▶ _Record excerpts_

--*--

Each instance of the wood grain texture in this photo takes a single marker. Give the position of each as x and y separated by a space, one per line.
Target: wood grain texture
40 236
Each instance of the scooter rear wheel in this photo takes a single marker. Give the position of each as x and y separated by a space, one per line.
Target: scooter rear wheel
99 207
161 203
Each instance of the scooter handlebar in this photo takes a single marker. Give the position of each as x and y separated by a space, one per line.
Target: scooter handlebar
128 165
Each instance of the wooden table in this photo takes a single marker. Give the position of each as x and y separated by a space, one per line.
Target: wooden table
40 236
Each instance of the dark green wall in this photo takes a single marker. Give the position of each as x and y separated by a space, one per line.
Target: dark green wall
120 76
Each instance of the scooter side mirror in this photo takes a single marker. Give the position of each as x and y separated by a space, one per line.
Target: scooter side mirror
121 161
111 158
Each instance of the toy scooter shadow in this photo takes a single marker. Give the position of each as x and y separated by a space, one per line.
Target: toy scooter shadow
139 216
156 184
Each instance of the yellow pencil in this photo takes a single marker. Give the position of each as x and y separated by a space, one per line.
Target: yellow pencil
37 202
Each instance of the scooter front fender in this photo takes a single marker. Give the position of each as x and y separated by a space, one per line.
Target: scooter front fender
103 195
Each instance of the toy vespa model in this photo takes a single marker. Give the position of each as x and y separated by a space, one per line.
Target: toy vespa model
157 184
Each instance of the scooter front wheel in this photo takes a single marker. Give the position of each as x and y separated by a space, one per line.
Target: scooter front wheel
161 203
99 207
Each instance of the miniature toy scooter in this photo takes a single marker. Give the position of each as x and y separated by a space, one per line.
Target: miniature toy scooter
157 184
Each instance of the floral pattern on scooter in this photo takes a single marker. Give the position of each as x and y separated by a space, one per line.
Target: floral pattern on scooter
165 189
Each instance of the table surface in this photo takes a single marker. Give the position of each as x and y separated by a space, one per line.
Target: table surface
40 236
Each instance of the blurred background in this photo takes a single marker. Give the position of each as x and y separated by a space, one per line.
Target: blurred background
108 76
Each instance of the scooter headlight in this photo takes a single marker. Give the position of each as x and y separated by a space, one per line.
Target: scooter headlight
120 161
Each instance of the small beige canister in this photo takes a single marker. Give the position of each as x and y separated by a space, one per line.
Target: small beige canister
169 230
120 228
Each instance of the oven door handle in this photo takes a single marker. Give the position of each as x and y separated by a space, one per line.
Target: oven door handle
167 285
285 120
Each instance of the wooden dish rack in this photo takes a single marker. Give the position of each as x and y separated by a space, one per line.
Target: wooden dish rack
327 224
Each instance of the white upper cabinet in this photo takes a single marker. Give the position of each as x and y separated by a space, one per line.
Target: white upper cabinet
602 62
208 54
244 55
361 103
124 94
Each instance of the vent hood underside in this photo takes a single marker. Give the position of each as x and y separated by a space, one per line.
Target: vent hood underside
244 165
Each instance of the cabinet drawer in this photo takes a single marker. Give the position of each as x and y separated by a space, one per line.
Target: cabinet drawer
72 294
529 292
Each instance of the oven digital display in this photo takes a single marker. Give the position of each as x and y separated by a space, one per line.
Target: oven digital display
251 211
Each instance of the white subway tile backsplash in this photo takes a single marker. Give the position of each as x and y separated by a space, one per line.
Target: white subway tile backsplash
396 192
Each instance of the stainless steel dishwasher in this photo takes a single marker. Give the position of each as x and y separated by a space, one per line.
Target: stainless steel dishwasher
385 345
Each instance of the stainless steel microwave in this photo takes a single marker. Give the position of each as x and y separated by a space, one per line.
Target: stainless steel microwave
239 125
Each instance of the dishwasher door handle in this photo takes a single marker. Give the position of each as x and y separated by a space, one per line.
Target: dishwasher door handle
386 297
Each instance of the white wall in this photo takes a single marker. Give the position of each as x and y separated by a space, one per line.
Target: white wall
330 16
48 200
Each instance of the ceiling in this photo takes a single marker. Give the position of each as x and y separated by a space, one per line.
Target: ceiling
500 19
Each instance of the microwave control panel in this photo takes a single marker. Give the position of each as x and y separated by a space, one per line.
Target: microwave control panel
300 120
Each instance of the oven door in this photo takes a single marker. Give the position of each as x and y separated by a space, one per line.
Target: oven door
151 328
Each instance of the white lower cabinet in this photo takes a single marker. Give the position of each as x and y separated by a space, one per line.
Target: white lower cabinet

--*--

▶ _What to work on_
Give the exact lines, and only those, from the line containing "Target: scooter front wheel" through the line containing "Each instance of the floral" in the entries above.

▶ _Reply to the task_
Target: scooter front wheel
161 203
99 207
Each instance of the miniature toy scooter in this photo takes a single marker. Give the position of each as x and y separated by a space, one per line.
Target: miniature toy scooter
157 184
Each instance of the floral pattern on scooter in this photo takes a single marker. Give the position of each as x and y separated by a space, one per line.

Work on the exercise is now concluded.